• _Conjunto de tarefas_:
(a) Liste todos os títulos de obras de Oscar Wilde citados na resenha abaixo.
(b) Dê sequência à resenha de “Um marido ideal” abaixo, a partir da última frase.

Livros > Resenhas

Um marido ideal

“Um marido ideal” é o primeiro livro de Oscar Wilde aqui no site. Fiquem tranquilos que de maneira alguma será o último. Oscar Wilde é um dos escritores mais lidos na Grã-Bretanha, mesmo nos dias de hoje.

Oscar Wilde cresceu numa família artística e intelectual anglo-irlandesa. Seu pai era um cirurgião e folclorista, e sua mãe era uma nacionalista irlandesa dedicada e uma poetisa bem conhecida.  Ela introduziu Wilde à poesia irlandesa, à pintura e à escultura neoclássica em tenra idade. Wilde estudou clássicos no Trinity College em Dublin e depois no Magdalen College, Oxford, onde se envolveu profundamente com o movimento estético.

Esse controverso grupo de estudantes de Oxford repudiou as atividades tradicionalmente masculinas e os modos convencionais e procurou tornar a vida cotidiana uma obra de arte. Wilde se tornou um de seus membros mais famosos. Depois de se formar, ele escreveu muitas defesas diretas e indiretas do esteticismo em sua poesia, jornalismo e obras dramáticas. Ele era famoso por sua personalidade magnética, inteligência afiada e senso de moda bizarro. Na sociedade conservadora vitoriana de Londres, ele também era notório por vários relacionamentos e encontros homossexuais semipúblicos.

Entre 1874 e 1878 recebeu o prêmio Newdigate de poesia com o poema “Revenna”. Nessa época, lançou os fundamentos do culto estético, que viria a ser chamado de “A Arte pela Arte, que acabou posteriormente descambando para o “dandismo”.

O dandismo está calcado no esteticismo, um controverso movimento estudantil do final do século XIX do qual Wilde fazia parte. Os estetas ou “dândis” argumentavam que as obras de arte deveriam ser medidas por critérios estéticos e não morais; eles também acreditavam que a vida deveria se aproximar de uma obra de arte. Em referência explícita a essa filosofia, Wilde apresenta quase todos os personagens da peça, comparando-os com suas ideias estéticas.

Depois de formado, Wilde passou a morar em Londres, onde levava uma vida extravagante e quase anarquista, um verdadeiro “dândi”. Em 1881, publicou o livro “Poemas”, onde reuniu suas primeiras poesias ­– publicadas em vários periódicos e revistas quando ainda estava na época da faculdade.

Em 1882, foi convidado para ir aos Estados Unidos para participar de uma série de palestras sobre o movimento estético por ele fundado. Em 1883 foi para Paris, onde fez amizade com Verlaine e outros escritores, o que o levou a abandonar seu movimento estético.

Os anos mais produtivos de Oscar Wilde foram entre 1887 e 1895, quando publicou poemas, contos, novelas e dramaturgia. Em 1888, publicou o livro de contos “O Príncipe Feliz”, que teve boa acolhida.

Em 1891 publicou sua obra-prima, "O Retrato de Dorian Gray" (que em breve estará aqui resenhado no site), seu único romance, que retrata a hipocrisia da sociedade inglesa vitoriana, um de seus livros mais lidos. Li esse livro há décadas, e vou relê-lo para ser apreciado por todos vocês.

• _Entradas extraídas_:

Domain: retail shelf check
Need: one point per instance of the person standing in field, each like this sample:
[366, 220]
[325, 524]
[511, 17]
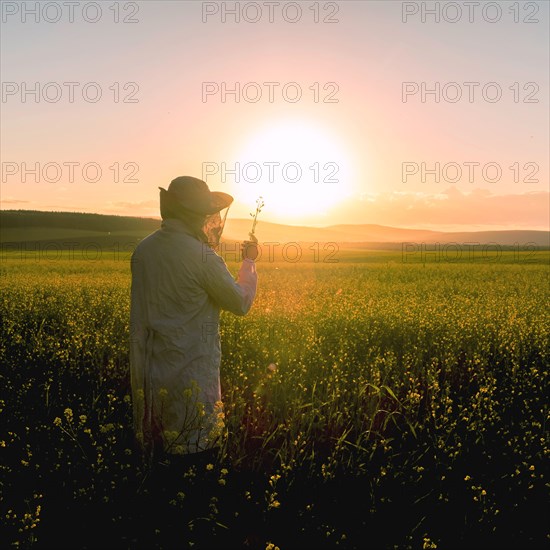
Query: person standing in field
[179, 286]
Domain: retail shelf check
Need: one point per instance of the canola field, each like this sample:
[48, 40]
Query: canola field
[369, 403]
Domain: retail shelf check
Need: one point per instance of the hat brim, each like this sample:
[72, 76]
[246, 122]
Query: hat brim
[217, 201]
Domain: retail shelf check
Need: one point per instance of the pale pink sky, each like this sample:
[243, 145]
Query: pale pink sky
[490, 156]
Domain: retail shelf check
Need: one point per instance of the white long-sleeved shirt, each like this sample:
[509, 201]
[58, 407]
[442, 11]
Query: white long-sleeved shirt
[179, 286]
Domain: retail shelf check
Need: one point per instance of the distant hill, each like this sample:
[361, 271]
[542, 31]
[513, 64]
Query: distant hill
[31, 226]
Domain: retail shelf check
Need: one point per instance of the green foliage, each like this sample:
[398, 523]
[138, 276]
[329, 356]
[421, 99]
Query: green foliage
[374, 404]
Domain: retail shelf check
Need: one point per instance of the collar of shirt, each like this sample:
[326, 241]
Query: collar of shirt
[172, 224]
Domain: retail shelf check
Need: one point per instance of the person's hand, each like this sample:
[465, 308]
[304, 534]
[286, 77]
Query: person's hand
[249, 249]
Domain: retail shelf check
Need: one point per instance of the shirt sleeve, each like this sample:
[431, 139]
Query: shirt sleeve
[232, 295]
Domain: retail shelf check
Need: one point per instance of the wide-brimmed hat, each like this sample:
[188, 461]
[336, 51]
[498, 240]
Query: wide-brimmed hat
[193, 195]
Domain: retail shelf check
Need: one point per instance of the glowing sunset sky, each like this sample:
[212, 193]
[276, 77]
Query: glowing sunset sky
[352, 129]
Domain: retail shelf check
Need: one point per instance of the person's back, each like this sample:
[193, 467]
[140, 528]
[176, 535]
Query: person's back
[179, 285]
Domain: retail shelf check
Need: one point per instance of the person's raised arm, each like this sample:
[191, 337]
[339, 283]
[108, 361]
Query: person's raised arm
[232, 295]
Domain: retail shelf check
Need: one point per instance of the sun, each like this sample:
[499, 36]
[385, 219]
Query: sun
[299, 169]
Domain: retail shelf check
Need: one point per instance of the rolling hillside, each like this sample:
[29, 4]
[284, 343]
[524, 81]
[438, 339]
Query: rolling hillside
[79, 229]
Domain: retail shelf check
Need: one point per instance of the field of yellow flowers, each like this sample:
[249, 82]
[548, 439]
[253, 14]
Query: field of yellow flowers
[367, 405]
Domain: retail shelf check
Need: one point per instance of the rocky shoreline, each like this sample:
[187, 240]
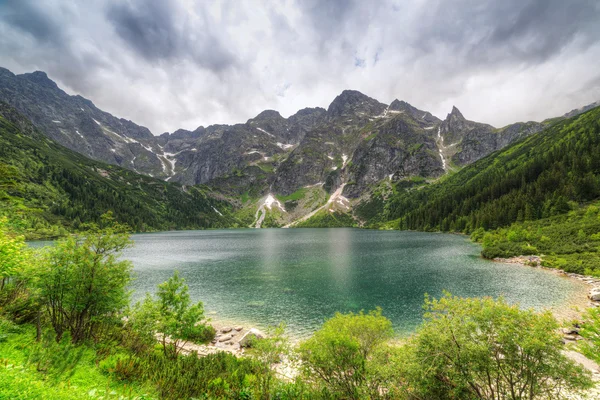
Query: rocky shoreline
[571, 332]
[593, 293]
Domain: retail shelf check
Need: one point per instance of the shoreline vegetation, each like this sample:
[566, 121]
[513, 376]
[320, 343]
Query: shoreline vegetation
[67, 331]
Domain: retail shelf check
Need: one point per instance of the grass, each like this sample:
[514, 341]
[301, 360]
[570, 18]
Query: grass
[297, 195]
[74, 377]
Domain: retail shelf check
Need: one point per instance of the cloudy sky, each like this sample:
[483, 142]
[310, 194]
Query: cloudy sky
[181, 64]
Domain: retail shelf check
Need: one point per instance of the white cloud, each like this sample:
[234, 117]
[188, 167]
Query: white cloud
[183, 64]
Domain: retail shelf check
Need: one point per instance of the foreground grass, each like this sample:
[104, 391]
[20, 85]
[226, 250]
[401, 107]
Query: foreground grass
[27, 374]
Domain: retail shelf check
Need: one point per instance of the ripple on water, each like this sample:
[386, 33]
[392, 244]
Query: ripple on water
[304, 276]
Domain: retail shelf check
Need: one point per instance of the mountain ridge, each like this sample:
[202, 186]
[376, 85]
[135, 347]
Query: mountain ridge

• _Respostas das tarefas_:
(a)
- “Um marido ideal”
- “Revenna”
- “Poemas”
- “O Príncipe Feliz”
- “O Retrato de Dorian Gray”

(b)
Como autor de teatro, Oscar Wilde renovou a dramaturgia vitoriana com as obras: “Salomé” (1891), escrita em francês, e “AImportância de Ser Sério” (1895), considerada sua obra-prima no gênero e muito encenada, cujo título original encerra um jogo de palavras entre earnest (sério) e Ernest (Ernesto).

Em 1894, o Marquês de Queensbury, que era o pai do amante de Wilde, acusou Wilde publicamente de sodomia. Wilde o processou por difamação, perdeu e foi posteriormente preso por “indecência pública”. E pegou dois anos de trabalhos forçados, o que enfraqueceu seriamente sua saúde.

Os elevados custos do processo o levaram à falência. Wilde viu sua fama desmoronar, seus livros foram recolhidos e suas comédias retiradas de cartaz.

Na prisão, Wilde escreveu "A Balada do Cárcere de Reading" e "De Profundis" (1905), uma longa carta ao Lorde Douglas, o causador de toda sua desgraça.

Libertado no dia 19 de maio de 1897, foi morar em Paris, passando a usar o pseudônimo de "Sebastian Melmoth". Passou o resto de seus dias morando em hotéis baratos e se embriagando.  Alguns anos após sua libertação, ele morreu de meningite cerebral.

Bem, feita essa brevíssima biografia, se é que poderemos dizer isso, vamos ao que interessa, vamos conhecer quem é “um marido ideal”.

O palco está pronto e a cortina se abre. Tudo está pronto para começar a história de “Um Marido Ideal”, de Oscar Wilde. Uma grande sala de estar lindamente decorada por Lady Chiltern recebe os seus convidados: socialites como a Sra. Marchmont e a condessa de Basildon, políticos conservadores como Lorde Caversham, e dândis inteligentes como Lorde Goring. Daqui a pouco, Lady Markby e a Sra. Chevley irão se juntar à festa. Sir Robert Chiltern acaba de entrar e conhece a Sra. Chevley, que, com a sua classe, discorre encantamentos quando fala sobre romance, afetação e política e pede um favor para Robert.

Veremos os convidados descendo para o jantar. A Sra. Chevley é uma mulher estratégica, tem um plano em sua cabeça. Ela pretende chantagear Robert Chiltern para que apoie um projeto fraudulento chamado “esquema do canal argentino”. Robert não aceita colaborar com o projeto, pois entende que existe algo fraudulento nesse projeto.

No entanto, a Sra. Chevley possui um documento no qual mostra que ele vendeu um segredo de governo para enriquecer. Mesmo com o risco de ser pego numa fraude que ele havia cometido, ele se recusa em nome do orgulho, levando a Sra. Chevley a fazer um discurso cínico sobre a hipocrisia da moralidade inglesa. No entanto, a ameaça de desgraça é muito devastadora para Robert. E ele finalmente cede e concorda em apoiar o esquema. Os convidados estão voltando. A irmã de Robert, Mabel, encontra um broche nas almofadas do sofá, e Lorde Goring pede para ficar com ele por enquanto.

A Sra. Chevley conta a Lady Chiltern (esposa de Robert Chiltern) sobre a mudança de opinião de Robert em relação ao canal argentino, e triunfante se despede. Lady Chiltern sente que algo está errado, algo suspeito envolvendo seu marido. Quando ela vai tomar satisfações com o marido, Robert defende sua decisão. No entanto, Lady Chiltern deixa claro para ele que o casamento deles está em perigo se ele não fizer a coisa certa, ou seja, agir dentro da lei.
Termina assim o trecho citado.